* **How to complete this task**
Repeat the entries word for word. Leave nothing out.

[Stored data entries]
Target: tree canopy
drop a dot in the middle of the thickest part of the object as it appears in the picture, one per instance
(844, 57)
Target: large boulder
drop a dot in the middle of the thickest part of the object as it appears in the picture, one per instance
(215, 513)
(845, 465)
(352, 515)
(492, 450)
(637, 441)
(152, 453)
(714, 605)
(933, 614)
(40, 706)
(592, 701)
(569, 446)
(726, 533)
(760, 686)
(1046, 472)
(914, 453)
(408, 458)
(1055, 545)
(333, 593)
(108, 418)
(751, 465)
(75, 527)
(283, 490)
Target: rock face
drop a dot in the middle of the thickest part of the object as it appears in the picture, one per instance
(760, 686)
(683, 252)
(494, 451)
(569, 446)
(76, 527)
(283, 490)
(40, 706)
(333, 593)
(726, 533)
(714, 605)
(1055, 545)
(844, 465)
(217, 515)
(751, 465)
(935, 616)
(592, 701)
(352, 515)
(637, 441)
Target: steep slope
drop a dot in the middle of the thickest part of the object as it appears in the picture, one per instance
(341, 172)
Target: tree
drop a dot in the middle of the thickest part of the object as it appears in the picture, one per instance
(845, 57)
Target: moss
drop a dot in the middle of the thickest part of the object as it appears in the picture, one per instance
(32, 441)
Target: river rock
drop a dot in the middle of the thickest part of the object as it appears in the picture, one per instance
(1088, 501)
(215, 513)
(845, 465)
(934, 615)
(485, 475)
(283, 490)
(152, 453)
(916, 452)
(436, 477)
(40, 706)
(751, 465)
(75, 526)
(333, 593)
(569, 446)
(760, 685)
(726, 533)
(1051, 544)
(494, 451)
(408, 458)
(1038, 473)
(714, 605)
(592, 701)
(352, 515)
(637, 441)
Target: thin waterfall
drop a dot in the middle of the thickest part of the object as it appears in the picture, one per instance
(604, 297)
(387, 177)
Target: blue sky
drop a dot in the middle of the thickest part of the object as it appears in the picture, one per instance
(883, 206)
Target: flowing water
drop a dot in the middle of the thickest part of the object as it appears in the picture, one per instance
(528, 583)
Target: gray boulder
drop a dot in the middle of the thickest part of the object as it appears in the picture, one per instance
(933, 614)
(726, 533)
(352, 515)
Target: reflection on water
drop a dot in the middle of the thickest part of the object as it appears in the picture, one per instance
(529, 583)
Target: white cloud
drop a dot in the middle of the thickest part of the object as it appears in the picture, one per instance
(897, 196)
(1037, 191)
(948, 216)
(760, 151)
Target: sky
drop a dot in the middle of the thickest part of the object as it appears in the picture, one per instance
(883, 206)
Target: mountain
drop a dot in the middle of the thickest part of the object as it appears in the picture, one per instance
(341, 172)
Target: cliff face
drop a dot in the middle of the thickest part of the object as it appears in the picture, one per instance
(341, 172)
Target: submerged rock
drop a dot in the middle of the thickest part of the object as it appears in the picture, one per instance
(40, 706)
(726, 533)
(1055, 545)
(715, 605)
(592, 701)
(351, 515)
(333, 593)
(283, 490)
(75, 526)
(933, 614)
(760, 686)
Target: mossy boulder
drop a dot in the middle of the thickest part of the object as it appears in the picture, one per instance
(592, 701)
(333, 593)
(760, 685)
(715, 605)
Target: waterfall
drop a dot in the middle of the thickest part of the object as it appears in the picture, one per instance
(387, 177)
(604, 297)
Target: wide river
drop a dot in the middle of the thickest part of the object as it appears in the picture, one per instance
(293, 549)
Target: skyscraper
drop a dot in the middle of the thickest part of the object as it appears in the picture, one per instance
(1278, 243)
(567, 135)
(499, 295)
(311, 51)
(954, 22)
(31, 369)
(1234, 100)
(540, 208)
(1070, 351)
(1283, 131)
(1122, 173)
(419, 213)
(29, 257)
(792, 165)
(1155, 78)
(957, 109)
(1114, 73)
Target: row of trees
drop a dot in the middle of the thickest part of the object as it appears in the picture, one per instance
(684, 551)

* **Output of the task**
Target: tree canopy
drop a dot in the middle of the thickest part of the object as it appears in the picture, one per instance
(844, 57)
Target: large boulder
drop a dot in the middle of the thickest part of the object as it appears in the picture, one per instance
(215, 513)
(845, 465)
(352, 515)
(492, 450)
(637, 441)
(152, 453)
(714, 605)
(933, 614)
(40, 706)
(592, 701)
(569, 446)
(726, 533)
(760, 686)
(1046, 472)
(914, 453)
(408, 458)
(1055, 545)
(333, 593)
(108, 418)
(751, 465)
(75, 527)
(283, 490)
Target: rock face
drop a dot in the middle of the thickest part of the object as it appears in the picture, one per instance
(760, 686)
(683, 252)
(494, 451)
(569, 446)
(76, 527)
(283, 490)
(40, 706)
(333, 593)
(726, 533)
(714, 605)
(1055, 545)
(844, 465)
(217, 515)
(751, 465)
(935, 616)
(592, 701)
(352, 515)
(637, 441)
Target: steep slope
drop a dot in the middle of the thickest part of the object as it appears in the picture, one per instance
(341, 172)
Target: tree
drop a dot in the middle of the thickest part of the object as it appears in the picture, one per instance
(845, 57)
Target: moss
drop a dot in the middle of the thickest part of the object as it appears in the picture, one per instance
(32, 441)
Target: river rock
drop a dot in the middle of the thickest part of the object as it appears in the picture, one per instance
(1088, 501)
(215, 513)
(845, 465)
(934, 615)
(485, 475)
(283, 490)
(152, 453)
(916, 452)
(436, 477)
(40, 706)
(751, 465)
(75, 526)
(333, 593)
(569, 446)
(760, 685)
(726, 533)
(1051, 544)
(494, 451)
(408, 458)
(1038, 473)
(714, 605)
(592, 701)
(352, 515)
(637, 441)
Target: thin waterfall
drop a dot in the middle of the thickest part of the object as it appears in the picture, one per instance
(604, 297)
(387, 177)
Target: blue sky
drop a dot in the middle of the thickest part of the object as it appears in the picture, one per instance
(883, 206)
Target: flowing water
drop a dot in the middle of the thickest part of the object as it appears in the picture, one per instance
(528, 583)
Target: gray boulder
drop a dot in the middle of the thickest part of the object as it appears in the picture, one per instance
(933, 614)
(726, 533)
(352, 515)
Target: reflection on water
drop a dot in the middle of the thickest part of the object as it appears in the picture, one per instance
(529, 583)
Target: white cloud
drop a dot in the middle of the thickest part of the object as it appears in the picture, one per instance
(897, 196)
(1037, 191)
(948, 216)
(760, 151)
Target: sky
drop a dot in the middle of the thickest part of the object as it appears in the picture, one per instance
(883, 206)
Target: mountain
drop a dot in the middle of the thickest part of the object as it appears in the picture, one per instance
(341, 172)
Target: cliff face
drop a dot in the middle of the thickest part of the object as it appears in the picture, one per instance
(341, 172)
Target: submerged rock
drop a dot in the middle of the thickest part of the object as it appears in the picture, one per instance
(40, 706)
(726, 533)
(1055, 545)
(715, 605)
(592, 701)
(351, 515)
(333, 593)
(283, 490)
(75, 526)
(933, 614)
(760, 686)
Target: mossy boulder
drop a dot in the middle of the thickest part of the object as it appears in the picture, one per instance
(592, 701)
(333, 593)
(760, 685)
(715, 605)
Target: waterfall
drop a dot in the middle of the thickest part of the object as it appears in the picture, one per instance
(387, 177)
(604, 297)
Target: wide river
drop a dot in the middle of the thickest part of the object as it appears in the picture, one per instance
(293, 549)
Target: skyscraper
drop a dot in the middle of the thickest part of the object as it appears in the picture, one per instance
(1278, 243)
(567, 135)
(499, 295)
(311, 51)
(954, 22)
(31, 369)
(1234, 100)
(540, 208)
(1070, 351)
(1283, 131)
(1122, 173)
(419, 213)
(29, 257)
(792, 165)
(1155, 78)
(957, 109)
(1114, 73)
Target: row of trees
drop a dot in the middle of the thickest part of the object as it appears in the picture, one per instance
(684, 551)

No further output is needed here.